#### EXERCISE DATA:
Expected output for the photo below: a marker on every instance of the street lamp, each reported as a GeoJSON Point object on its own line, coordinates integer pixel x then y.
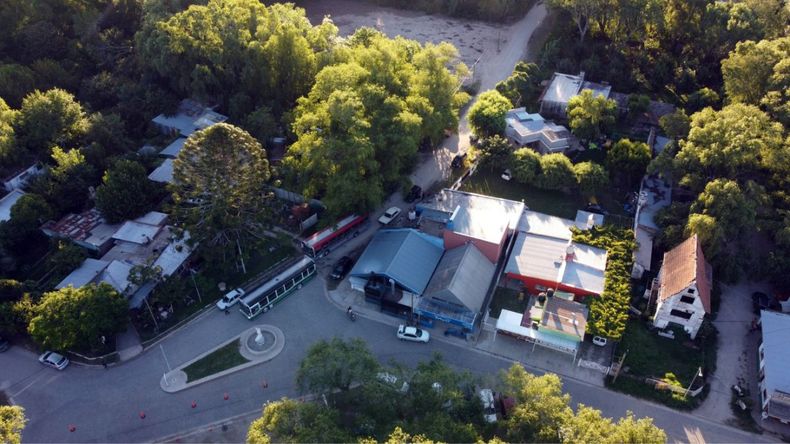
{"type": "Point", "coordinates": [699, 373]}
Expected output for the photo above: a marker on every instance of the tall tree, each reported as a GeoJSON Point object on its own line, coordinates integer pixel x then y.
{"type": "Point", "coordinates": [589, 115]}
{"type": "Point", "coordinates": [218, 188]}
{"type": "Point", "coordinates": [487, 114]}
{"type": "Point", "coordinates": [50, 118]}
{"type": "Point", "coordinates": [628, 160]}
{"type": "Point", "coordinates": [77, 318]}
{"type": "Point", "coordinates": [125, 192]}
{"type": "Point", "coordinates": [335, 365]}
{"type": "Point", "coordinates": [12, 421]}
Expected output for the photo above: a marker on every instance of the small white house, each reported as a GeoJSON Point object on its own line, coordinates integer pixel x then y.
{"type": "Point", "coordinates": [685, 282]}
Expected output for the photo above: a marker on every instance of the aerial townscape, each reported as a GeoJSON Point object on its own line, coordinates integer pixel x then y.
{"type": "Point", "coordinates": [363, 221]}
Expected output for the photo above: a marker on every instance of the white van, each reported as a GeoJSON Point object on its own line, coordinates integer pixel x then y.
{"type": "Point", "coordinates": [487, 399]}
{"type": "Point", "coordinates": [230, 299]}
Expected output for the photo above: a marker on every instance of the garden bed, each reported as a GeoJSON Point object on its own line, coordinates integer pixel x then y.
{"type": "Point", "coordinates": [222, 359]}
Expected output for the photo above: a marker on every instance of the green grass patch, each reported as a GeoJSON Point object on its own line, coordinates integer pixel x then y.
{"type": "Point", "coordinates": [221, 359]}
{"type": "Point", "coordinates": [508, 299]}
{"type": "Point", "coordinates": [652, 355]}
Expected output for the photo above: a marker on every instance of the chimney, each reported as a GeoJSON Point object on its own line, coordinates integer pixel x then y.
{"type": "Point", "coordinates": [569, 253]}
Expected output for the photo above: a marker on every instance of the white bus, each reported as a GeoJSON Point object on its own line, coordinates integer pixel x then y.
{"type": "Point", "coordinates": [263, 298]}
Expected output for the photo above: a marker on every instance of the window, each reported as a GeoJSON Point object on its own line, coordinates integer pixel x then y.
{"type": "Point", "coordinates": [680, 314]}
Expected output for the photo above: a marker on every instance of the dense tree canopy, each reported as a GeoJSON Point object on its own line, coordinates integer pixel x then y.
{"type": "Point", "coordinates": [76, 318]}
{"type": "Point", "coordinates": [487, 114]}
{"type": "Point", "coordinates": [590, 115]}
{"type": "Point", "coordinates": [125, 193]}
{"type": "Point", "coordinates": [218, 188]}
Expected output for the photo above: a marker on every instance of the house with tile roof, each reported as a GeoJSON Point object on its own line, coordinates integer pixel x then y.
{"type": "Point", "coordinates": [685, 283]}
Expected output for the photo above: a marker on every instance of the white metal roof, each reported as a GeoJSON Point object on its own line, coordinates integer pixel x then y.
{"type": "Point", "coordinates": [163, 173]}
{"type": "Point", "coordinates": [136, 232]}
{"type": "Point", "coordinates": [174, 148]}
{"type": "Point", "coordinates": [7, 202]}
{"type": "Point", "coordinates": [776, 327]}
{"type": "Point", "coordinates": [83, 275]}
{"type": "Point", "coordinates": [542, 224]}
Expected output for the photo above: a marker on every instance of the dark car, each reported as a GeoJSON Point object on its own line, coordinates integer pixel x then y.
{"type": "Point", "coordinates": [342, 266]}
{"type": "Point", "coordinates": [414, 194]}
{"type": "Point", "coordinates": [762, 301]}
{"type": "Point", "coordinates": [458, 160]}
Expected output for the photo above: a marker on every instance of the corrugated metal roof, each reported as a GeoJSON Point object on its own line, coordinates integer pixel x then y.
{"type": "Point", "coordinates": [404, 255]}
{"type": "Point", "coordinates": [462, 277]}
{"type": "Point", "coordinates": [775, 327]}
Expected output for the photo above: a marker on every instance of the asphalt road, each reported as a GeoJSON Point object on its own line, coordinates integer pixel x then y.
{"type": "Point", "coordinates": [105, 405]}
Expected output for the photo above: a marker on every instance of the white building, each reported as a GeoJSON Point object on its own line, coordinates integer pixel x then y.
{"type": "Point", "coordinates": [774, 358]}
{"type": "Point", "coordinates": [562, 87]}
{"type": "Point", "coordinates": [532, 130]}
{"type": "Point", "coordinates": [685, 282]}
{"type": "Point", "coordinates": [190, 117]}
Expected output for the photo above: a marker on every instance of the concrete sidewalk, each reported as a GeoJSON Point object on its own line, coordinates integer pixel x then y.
...
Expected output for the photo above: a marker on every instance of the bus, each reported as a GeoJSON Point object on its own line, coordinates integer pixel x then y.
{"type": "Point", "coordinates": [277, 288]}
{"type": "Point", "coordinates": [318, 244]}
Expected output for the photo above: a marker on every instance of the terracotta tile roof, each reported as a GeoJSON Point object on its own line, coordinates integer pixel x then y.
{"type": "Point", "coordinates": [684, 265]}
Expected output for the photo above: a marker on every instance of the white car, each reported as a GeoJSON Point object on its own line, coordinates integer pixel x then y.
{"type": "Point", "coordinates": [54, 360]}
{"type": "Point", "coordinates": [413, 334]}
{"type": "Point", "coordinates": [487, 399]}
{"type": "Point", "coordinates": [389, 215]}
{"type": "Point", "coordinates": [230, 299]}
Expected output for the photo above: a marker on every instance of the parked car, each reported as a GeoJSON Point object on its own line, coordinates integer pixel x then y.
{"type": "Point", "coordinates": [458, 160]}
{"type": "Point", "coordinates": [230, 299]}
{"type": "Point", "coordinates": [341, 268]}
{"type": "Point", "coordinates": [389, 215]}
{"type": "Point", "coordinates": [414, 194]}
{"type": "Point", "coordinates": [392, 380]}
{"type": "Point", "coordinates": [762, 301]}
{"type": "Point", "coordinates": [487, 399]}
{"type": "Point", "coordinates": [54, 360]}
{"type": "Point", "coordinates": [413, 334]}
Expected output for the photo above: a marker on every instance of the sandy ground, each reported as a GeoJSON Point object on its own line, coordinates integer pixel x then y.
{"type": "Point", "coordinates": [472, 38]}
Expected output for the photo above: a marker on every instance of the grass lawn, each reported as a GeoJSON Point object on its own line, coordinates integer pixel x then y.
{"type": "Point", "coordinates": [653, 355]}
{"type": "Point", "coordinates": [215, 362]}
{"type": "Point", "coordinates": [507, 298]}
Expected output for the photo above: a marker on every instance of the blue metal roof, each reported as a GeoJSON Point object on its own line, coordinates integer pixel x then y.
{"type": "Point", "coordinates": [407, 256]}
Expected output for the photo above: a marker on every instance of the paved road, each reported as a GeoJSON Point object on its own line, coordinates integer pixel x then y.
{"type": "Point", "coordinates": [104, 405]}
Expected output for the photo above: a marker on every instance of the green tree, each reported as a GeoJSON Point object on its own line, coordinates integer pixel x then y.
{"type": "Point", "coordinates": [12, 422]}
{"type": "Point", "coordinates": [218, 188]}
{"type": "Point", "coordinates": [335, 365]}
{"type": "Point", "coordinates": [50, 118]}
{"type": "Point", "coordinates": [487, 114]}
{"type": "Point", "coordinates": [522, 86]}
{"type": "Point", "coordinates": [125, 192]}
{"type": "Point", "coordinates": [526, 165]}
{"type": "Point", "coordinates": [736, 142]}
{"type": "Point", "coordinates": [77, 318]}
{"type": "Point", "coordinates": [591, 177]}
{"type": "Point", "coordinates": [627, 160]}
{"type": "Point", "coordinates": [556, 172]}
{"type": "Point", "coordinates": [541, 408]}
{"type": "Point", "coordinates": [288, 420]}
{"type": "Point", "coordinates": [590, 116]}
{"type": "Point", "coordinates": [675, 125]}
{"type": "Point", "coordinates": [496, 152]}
---
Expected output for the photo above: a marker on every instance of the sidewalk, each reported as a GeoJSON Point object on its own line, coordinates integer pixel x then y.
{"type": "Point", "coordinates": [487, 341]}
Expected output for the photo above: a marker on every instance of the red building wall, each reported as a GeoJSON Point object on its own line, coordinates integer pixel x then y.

#### YOUR TASK:
Reproduce exactly, and only, the part of the listing above that begins at the line with "the sidewalk, each" and goes on through the line with "the red building".

#### WRITTEN REPLY:
Expected output for the photo above: a marker on every instance of the sidewalk, each reported as a GeoJSON Point object on its own line, coordinates integer pixel x then y.
{"type": "Point", "coordinates": [487, 341]}
Expected output for the photo above: a marker on every instance of the red building wall, each reported as a GeoJSON Point object on its own line, coordinates integer pixel x then y.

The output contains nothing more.